• **Text segment**:
******

But in many parts of the country, it hasn’t worked out that way. Individual states are largely responsible for running Medicaid, and despite the act’s generous terms—the federal government promised to initially cover 100 percent of the cost, then 90 percent after 2016—only 29 states have taken the deal. Of the holdouts, most are conservative states with Republican governors where Obama is unpopular.
Some red states have been coming around, lured by of the enormous infusion of federal funds they’ll receive by expanding Medicaid. And without participating, states soon stand to lose billions in other payments designed to compensate hospitals for care for the uninsured. (Florida could lose more than $2 billion on account of leaving 800,000 residents uninsured who could otherwise be covered under Medicaid.)
Despite that carrot and stick, Republican-controlled states have demanded additional concessions from the Obama administration before taking part in the expansion—and in many cases, as a new paper from the National Health Law Program suggests, the administration has agreed to changes that undermine its own goal of expanding coverage.
These changes have made some states’ Medicaid programs more, well, Republican—not to mention punitive. Take Arkansas, which in 2013 was allowed to use its Medicaid funds to let poor residents buy private insurance on the state health exchange—policies that may not have the same protections or coverage as traditional Medicaid. Iowa and New Hampshire have followed suit. According to the NHLP, these initial waivers emboldened states to seek even greater concessions. An example is Indiana, where, in exchange for agreeing to expand Medicaid, officials not only won the right to charge poor people premiums and co-payments, but also to lock people out of the program for at least six months if they fail to pay those premiums.

******

Please state how long Indiana may lock people out of Medicaid for failing to pay premiums, according to the Medicaid text.

Natural language region descriptions
******

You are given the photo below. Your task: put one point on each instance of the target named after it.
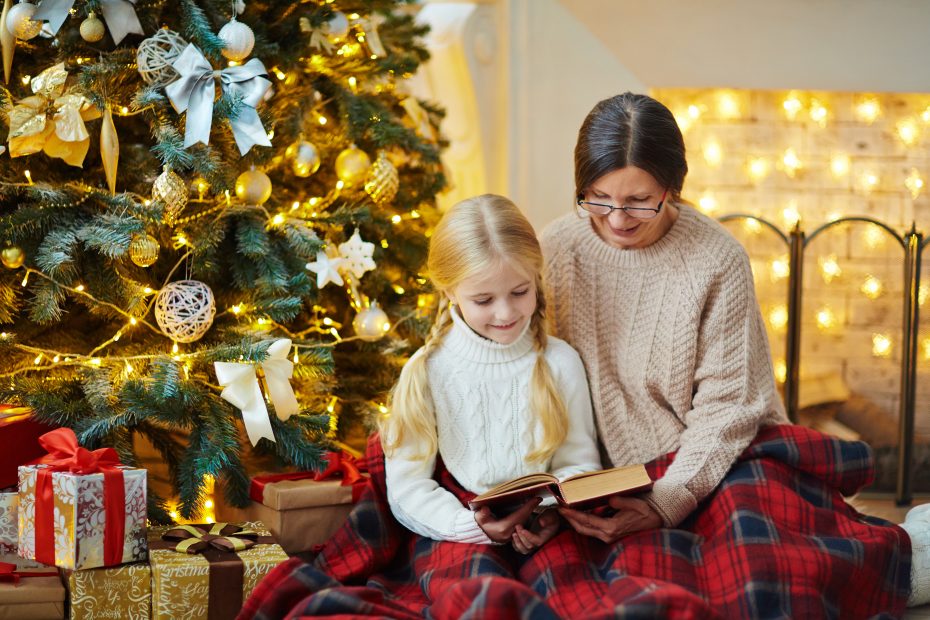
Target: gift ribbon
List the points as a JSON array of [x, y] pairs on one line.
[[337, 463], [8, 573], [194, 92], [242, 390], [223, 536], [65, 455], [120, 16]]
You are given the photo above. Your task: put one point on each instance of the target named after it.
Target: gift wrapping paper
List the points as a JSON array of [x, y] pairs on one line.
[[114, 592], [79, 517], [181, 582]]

******

• **Response to this exercise**:
At least six months.